### Exercise
After locating the line that holds "negative clicks: (524, 162)", copy that line and all that follow it word for word through the end of the data, with no pictures.

Collection entries
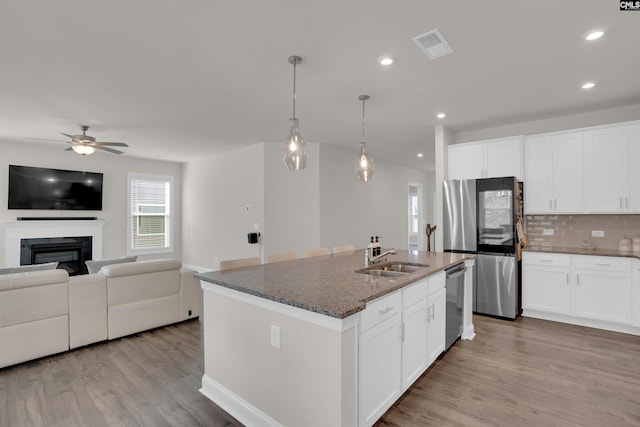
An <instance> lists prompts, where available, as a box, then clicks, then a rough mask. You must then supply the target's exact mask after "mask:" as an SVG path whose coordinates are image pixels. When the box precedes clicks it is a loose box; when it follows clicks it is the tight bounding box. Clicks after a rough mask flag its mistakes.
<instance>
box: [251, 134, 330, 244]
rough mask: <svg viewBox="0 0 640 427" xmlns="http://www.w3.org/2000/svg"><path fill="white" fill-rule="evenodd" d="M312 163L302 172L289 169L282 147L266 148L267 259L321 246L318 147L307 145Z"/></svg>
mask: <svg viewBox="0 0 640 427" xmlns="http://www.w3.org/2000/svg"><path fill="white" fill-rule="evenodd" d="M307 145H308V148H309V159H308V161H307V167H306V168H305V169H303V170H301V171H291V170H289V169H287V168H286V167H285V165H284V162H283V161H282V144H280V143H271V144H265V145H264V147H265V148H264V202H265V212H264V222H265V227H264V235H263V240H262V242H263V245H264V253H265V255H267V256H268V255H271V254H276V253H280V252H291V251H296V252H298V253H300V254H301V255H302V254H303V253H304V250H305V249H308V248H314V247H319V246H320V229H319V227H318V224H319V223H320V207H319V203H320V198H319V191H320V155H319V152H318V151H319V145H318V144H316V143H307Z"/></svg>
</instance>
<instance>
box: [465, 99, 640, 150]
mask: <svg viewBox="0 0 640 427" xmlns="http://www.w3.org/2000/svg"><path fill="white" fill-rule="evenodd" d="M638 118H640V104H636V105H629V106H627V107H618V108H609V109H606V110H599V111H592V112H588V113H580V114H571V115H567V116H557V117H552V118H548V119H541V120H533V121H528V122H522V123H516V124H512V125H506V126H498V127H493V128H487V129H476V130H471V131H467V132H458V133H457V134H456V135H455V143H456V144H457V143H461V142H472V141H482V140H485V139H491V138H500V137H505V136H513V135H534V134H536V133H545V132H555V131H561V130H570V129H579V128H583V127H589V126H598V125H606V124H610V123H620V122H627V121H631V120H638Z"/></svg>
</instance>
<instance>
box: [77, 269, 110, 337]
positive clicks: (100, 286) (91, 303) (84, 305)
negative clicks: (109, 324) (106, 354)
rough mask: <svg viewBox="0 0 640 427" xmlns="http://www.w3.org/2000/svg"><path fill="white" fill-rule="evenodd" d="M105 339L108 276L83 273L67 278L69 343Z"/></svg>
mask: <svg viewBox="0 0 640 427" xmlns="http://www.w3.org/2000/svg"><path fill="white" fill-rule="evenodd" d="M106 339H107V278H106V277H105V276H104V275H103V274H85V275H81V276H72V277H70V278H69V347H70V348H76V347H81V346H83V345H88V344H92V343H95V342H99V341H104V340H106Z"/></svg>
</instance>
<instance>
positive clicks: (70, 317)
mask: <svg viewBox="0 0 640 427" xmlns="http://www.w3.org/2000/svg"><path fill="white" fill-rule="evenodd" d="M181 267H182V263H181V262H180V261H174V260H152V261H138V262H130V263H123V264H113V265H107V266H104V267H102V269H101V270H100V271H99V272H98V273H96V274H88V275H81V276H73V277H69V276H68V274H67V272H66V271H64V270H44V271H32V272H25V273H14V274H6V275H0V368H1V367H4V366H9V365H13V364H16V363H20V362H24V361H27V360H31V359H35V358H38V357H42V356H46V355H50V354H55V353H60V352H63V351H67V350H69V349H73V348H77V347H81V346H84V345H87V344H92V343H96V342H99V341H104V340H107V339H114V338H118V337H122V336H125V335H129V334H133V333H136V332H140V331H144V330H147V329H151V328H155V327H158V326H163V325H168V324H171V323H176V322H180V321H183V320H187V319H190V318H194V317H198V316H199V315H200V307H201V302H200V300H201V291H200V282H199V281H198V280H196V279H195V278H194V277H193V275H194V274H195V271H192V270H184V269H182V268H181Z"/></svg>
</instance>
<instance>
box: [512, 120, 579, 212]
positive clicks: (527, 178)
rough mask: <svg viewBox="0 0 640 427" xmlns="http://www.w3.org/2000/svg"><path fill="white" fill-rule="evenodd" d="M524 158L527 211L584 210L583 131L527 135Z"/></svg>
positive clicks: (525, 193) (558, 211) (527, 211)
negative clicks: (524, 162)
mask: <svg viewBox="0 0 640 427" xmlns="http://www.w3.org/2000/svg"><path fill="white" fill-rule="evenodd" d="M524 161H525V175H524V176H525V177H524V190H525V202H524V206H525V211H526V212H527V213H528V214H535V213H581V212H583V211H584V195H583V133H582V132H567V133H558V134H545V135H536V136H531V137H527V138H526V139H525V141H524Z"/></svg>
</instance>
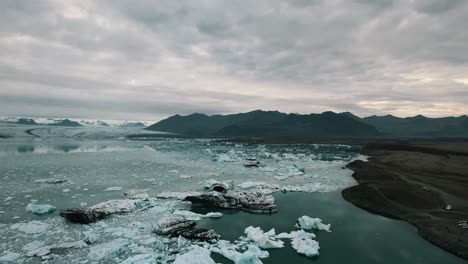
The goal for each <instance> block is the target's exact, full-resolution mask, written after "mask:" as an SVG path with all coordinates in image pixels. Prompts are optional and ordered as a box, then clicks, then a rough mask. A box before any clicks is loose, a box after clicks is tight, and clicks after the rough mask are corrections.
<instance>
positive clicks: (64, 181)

### Exercise response
negative clicks: (524, 162)
mask: <svg viewBox="0 0 640 427" xmlns="http://www.w3.org/2000/svg"><path fill="white" fill-rule="evenodd" d="M524 161H525V175H524V176H525V177H524V190H525V202H524V206H525V211H526V212H527V213H528V214H535V213H581V212H583V211H584V195H583V133H582V132H567V133H558V134H545V135H536V136H531V137H527V138H526V139H525V141H524Z"/></svg>
</instance>
The goal for each <instance> block is the target's exact, full-resolution mask, written after "mask:" as an SVG path with all coordinates in image pixels. Prompts are optional and ordered as a box, then clicks, then a rough mask. A box before any clicks is loose, a box after clicks is tight, and clicks after the rough mask are corrections.
<instance>
positive clicks: (64, 181)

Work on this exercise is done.